Exercise input -
═══

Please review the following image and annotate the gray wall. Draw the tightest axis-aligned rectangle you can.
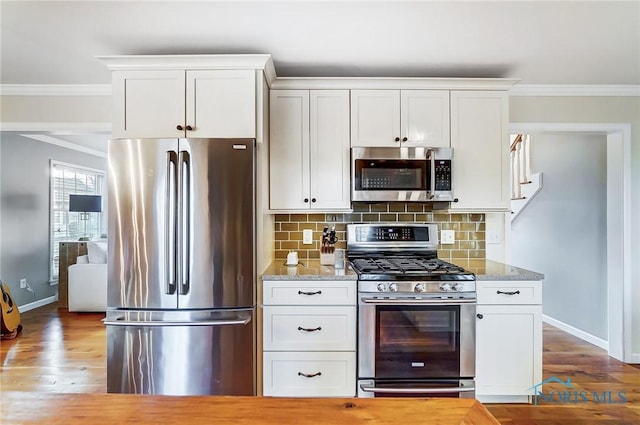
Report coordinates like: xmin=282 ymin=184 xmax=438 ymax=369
xmin=0 ymin=133 xmax=107 ymax=307
xmin=511 ymin=133 xmax=607 ymax=340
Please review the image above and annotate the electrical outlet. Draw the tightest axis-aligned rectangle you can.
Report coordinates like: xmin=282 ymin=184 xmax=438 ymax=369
xmin=20 ymin=278 xmax=27 ymax=289
xmin=302 ymin=229 xmax=313 ymax=244
xmin=325 ymin=214 xmax=338 ymax=222
xmin=441 ymin=230 xmax=455 ymax=245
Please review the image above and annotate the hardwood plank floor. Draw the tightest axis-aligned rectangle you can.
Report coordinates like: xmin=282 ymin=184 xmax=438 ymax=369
xmin=2 ymin=303 xmax=639 ymax=424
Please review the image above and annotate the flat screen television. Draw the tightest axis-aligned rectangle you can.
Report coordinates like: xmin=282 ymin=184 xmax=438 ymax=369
xmin=69 ymin=194 xmax=102 ymax=213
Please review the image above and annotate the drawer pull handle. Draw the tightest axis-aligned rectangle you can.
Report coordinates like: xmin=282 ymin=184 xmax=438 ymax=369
xmin=298 ymin=290 xmax=322 ymax=296
xmin=298 ymin=372 xmax=322 ymax=378
xmin=298 ymin=326 xmax=322 ymax=332
xmin=497 ymin=290 xmax=521 ymax=296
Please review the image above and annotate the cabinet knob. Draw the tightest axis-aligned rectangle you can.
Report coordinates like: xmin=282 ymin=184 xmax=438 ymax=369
xmin=186 ymin=125 xmax=193 ymax=131
xmin=477 ymin=314 xmax=483 ymax=319
xmin=311 ymin=198 xmax=316 ymax=203
xmin=304 ymin=198 xmax=309 ymax=203
xmin=402 ymin=137 xmax=408 ymax=142
xmin=176 ymin=125 xmax=184 ymax=131
xmin=394 ymin=137 xmax=400 ymax=142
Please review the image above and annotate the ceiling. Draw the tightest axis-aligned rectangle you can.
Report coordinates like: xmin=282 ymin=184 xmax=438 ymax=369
xmin=2 ymin=1 xmax=639 ymax=86
xmin=1 ymin=1 xmax=639 ymax=154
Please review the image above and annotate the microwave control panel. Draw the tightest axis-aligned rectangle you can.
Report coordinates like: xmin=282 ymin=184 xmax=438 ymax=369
xmin=433 ymin=160 xmax=452 ymax=191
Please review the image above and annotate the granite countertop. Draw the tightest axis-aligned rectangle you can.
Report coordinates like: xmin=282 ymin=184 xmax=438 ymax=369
xmin=449 ymin=259 xmax=545 ymax=281
xmin=262 ymin=258 xmax=542 ymax=281
xmin=262 ymin=259 xmax=358 ymax=280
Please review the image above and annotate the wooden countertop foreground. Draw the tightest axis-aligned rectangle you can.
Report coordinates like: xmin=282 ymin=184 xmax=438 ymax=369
xmin=2 ymin=392 xmax=500 ymax=425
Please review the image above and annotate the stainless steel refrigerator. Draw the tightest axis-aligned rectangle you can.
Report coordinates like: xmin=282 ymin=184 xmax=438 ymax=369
xmin=104 ymin=138 xmax=256 ymax=396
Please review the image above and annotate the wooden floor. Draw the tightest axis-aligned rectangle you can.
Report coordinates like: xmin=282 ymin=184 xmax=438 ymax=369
xmin=2 ymin=303 xmax=639 ymax=424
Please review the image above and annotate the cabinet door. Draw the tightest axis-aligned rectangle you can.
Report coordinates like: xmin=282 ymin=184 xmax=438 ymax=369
xmin=310 ymin=90 xmax=351 ymax=209
xmin=269 ymin=90 xmax=310 ymax=210
xmin=112 ymin=70 xmax=185 ymax=139
xmin=450 ymin=91 xmax=509 ymax=211
xmin=401 ymin=90 xmax=450 ymax=147
xmin=350 ymin=90 xmax=400 ymax=147
xmin=475 ymin=304 xmax=542 ymax=397
xmin=186 ymin=69 xmax=256 ymax=138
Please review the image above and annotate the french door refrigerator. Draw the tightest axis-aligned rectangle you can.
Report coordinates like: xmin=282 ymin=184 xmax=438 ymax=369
xmin=105 ymin=138 xmax=256 ymax=396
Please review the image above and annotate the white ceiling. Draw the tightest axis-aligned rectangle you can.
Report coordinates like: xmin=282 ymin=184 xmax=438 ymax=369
xmin=2 ymin=0 xmax=639 ymax=86
xmin=2 ymin=1 xmax=639 ymax=154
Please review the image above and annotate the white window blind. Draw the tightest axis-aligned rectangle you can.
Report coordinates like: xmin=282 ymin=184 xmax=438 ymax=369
xmin=50 ymin=161 xmax=105 ymax=282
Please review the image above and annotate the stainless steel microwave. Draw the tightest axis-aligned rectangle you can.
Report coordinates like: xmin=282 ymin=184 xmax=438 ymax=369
xmin=351 ymin=146 xmax=454 ymax=202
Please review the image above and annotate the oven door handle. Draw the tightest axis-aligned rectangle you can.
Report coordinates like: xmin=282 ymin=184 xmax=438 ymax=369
xmin=359 ymin=384 xmax=475 ymax=394
xmin=360 ymin=297 xmax=476 ymax=305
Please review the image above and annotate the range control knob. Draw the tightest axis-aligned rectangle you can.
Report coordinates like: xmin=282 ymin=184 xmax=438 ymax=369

═══

Among the entries above, locate the lines containing "Please review the image above and annotate the wooden countertop" and "stainless steel refrigerator.", and transcribe exactly those two lines and all lines between.

Please review the image above and annotate the wooden countertop foreground. Draw the tightest axis-aligned rectangle you can.
Report coordinates like: xmin=282 ymin=184 xmax=438 ymax=369
xmin=2 ymin=392 xmax=500 ymax=425
Please review the image above and annotate the stainless steel refrigerator. Draw the tightest axis-aligned rectangle you can.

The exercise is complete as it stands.